** START Text **

Proposal: libsmbclient API

Tue Mar 31 17:05:05 GMT 2009

On Sat, Mar 28, 2009 at 7:03 PM, Derrell Lipman <
derrell.lipman at unwireduniverse.com> wrote:

>
> I've been researching this and I think the solution we've been discussion
> is inadequate. The problem is that in many cases, errno gets set down in the
> bowels of samba core code, particularly by the C library as called by the
> functions in lib/system.c and lib/select.c. Just having
> libsmbclient-specific code set the errno value in a context variable isn't
> going to solve the problem. Any time errno is passed up from the "primitive"
> (sys_) functions, there's the possibility that a thread switch can overwrite
> its value. What's needed is a more general solution that protects the
> critical sections of code in the primitives where errno can be set/modified,
> and saves the errno value in thread-specific memory before releasing the
> lock on the critical section. This is similar to what the OpenSSL locking
> code does. Whatever implementation we use can be added to both the primitive
> functions and to the libsmbclient code (i.e. wherever errno is possibly set
> and expected to live unaltered). Particularly in the primitive functions,
> the implementation should operate as it does currently if no critical
> section handlers have been provided (as will likely be the case in smbd
> which probably doesn't require them).
>

The problem is even worse than what I described. As an example, assume there
are two threads. We could protect errno in these threads by having each
primitive function (i.e. system call that can set errno) protected by
critical section code (semaphore, mutex, etc.). So thread A issues a
MUTEX_BEGIN() and issues a write() call.  Thread B, at about the same time,
when it wants to issue its own write() call, so it issues a MUTEX_BEGIN()
which blocks until thread A issues its MUTEX_END() call upon completion of
the write(). That's all good and fine, since write() doesn't typically block
for long.

** END Text **
** START Recorded information **

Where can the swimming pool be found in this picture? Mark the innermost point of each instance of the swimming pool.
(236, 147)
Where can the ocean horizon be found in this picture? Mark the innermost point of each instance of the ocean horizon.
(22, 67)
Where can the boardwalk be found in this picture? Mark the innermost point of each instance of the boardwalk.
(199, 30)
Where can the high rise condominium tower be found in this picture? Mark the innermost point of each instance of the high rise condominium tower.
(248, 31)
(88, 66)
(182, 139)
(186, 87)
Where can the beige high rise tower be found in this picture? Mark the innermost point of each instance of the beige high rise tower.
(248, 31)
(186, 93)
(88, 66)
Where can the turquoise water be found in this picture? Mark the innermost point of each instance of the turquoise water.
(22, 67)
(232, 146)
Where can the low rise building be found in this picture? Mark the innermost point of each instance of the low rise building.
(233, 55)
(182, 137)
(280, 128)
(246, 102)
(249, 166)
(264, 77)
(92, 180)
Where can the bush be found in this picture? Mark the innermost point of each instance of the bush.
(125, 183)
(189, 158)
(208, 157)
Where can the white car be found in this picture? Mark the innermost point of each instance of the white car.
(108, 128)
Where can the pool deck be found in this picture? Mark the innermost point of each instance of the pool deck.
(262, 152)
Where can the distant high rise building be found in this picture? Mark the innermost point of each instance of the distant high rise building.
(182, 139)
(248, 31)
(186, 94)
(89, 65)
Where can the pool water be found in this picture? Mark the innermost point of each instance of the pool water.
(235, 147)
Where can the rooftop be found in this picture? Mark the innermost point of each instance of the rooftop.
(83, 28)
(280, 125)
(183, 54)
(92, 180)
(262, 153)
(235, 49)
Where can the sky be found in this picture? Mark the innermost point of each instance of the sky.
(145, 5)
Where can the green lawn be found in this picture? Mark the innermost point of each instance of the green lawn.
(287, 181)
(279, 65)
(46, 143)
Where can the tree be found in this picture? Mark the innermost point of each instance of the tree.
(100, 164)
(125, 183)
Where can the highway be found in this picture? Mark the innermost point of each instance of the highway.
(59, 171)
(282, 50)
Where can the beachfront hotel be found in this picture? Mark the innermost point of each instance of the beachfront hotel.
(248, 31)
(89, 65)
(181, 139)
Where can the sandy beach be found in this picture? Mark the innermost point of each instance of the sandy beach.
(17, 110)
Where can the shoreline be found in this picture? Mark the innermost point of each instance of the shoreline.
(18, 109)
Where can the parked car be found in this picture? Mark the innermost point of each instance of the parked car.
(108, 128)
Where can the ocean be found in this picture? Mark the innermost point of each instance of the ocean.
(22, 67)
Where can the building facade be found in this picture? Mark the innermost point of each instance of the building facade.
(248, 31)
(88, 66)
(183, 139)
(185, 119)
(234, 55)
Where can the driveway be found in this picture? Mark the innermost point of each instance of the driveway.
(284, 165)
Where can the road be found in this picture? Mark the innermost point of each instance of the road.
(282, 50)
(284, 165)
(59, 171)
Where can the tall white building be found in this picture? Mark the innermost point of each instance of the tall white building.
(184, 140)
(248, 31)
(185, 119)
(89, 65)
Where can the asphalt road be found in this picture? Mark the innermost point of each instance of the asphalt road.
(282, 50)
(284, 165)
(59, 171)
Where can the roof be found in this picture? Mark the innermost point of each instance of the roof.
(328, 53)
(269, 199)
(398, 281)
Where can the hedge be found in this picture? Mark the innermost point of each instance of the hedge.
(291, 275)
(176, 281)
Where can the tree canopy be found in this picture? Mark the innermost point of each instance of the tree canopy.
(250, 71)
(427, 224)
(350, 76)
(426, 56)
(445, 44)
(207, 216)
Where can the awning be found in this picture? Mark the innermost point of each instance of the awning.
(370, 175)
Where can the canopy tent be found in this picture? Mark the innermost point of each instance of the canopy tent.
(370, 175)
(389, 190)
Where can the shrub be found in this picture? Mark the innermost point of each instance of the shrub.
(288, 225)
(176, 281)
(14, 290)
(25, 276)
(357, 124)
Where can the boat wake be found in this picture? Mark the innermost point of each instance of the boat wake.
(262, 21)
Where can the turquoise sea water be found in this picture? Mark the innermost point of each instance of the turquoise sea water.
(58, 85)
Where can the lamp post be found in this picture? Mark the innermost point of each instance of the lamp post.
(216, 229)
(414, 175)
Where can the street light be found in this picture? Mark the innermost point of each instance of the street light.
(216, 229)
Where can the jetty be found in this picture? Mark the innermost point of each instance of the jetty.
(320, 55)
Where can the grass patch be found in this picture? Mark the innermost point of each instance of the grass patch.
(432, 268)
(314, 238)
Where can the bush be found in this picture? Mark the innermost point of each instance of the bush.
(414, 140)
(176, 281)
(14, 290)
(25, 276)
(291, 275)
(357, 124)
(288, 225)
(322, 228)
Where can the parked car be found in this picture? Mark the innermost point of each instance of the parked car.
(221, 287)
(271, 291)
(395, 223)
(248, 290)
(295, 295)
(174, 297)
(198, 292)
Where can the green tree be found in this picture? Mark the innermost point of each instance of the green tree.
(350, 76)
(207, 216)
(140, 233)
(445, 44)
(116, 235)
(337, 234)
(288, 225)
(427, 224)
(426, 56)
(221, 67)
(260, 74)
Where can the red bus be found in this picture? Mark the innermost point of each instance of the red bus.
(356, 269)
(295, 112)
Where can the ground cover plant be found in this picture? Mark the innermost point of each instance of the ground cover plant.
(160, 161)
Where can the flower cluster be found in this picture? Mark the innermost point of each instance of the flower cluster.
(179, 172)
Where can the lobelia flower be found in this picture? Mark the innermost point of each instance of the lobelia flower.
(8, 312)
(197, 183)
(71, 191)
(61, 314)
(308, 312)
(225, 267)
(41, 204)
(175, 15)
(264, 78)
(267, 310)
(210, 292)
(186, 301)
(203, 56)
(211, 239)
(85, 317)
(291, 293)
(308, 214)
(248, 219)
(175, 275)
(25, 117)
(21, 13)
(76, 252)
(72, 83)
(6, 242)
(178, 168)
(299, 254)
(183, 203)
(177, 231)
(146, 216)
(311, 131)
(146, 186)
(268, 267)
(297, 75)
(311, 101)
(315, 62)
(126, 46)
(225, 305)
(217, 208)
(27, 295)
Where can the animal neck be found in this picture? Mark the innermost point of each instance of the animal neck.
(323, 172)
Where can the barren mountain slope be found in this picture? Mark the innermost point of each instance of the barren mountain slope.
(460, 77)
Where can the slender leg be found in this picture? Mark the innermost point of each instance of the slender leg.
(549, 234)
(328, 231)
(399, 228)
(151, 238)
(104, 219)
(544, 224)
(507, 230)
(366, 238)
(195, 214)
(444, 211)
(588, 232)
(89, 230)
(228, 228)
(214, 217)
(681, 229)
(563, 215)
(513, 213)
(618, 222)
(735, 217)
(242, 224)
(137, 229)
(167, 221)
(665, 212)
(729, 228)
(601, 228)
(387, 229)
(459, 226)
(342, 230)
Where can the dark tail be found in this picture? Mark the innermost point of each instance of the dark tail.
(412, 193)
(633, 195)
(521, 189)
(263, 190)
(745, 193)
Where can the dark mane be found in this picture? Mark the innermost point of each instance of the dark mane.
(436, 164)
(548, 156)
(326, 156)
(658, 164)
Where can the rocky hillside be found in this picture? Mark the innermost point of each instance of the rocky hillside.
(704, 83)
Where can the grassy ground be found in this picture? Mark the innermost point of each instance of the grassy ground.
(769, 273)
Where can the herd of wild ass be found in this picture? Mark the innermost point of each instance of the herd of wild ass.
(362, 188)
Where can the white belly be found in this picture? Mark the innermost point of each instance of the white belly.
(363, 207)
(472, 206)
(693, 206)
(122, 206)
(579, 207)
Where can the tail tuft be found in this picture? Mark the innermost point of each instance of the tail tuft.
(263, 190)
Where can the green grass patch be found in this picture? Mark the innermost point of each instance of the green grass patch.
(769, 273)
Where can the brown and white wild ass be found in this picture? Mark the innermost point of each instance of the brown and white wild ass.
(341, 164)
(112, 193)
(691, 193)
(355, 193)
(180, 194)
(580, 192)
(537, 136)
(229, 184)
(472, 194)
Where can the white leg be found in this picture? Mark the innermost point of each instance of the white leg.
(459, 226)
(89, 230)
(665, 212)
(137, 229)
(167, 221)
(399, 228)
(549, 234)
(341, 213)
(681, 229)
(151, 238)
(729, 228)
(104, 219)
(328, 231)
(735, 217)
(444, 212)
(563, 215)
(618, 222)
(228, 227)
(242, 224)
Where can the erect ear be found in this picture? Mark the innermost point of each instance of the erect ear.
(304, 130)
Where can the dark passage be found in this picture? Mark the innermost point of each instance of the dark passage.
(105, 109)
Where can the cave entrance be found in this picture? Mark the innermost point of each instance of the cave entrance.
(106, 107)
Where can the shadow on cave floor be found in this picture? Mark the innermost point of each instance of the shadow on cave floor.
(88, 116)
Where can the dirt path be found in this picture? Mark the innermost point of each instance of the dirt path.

** END Recorded information **

▶ [Challenge A]
Can you write out, word for word, the part of the libsmbclient proposal that opens with the words containing "The problem is even" and closes with "issues a MUTEX_BEGIN()"?
▶ [Challenge B]
How would the libsmbclient proposal on protecting errno continue after its last sentence? Write the next part.

▶ [Response A]
The problem is even worse than what I described. As an example, assume there
are two threads. We could protect errno in these threads by having each
primitive function (i.e. system call that can set errno) protected by
critical section code (semaphore, mutex, etc.). So thread A issues a
MUTEX_BEGIN() and issues a write() call.  Thread B, at about the same time,
when it wants to issue its own write() call, so it issues a MUTEX_BEGIN()

▶ [Response B]
Now enter something like select(). If thread A were to obtain a lock and
enter select(), it could block for a long time. Thread B could in theory do
a select() that would return immediately, but is blocked from issuing its
select call() by thread A's long wait.

To solve this, we have a few choices:

1. Assume a proper POSIX Threads implementation that guarantees
thread-specific errno. We then just need to ensure that the application (and
of course libsmbclient) doesn't call any of the prohibited, i.e.
known-non-thread-safe, functions.

2. Rewrite the low-level code and its callers to specifically allow for a
common call to system calls such as select() based on the needs and requests
of multiple threads. e.g. Thread A wants to issue a select() on file
descriptors 4 and 6; Thread B wants to issue a select() on file descriptors
5 and 7; so the low-level code combines these into a select() for file
descriptors 4, 5, 6, and 7, and dispatches to the proper thread based on the
return value. With this implementation, the errno value could (with
difficulty) be propogated to the relevant threads.

3. Somehow base the locking code on file descriptor, so Thread A could block
on a mutex for fd=4 and fd=6; Thread B could block on a mutex for fd=5 and
fd=7; and they could each issue their own select() calls. The original
problem of errno remains, though.

Threads are evil. There is almost no time that dealing with the concurrency
issues is worth the pain in terms of efficiency. I'm willing to work towards
the goal of a thread-safe libsmbclient, but this is going to be a royal
PITA. I'd prefer to just remind people that threads are evil and they'll
spend way more time debugging their evil programs if they insist on going
with threads. Sigh.

Suggestions?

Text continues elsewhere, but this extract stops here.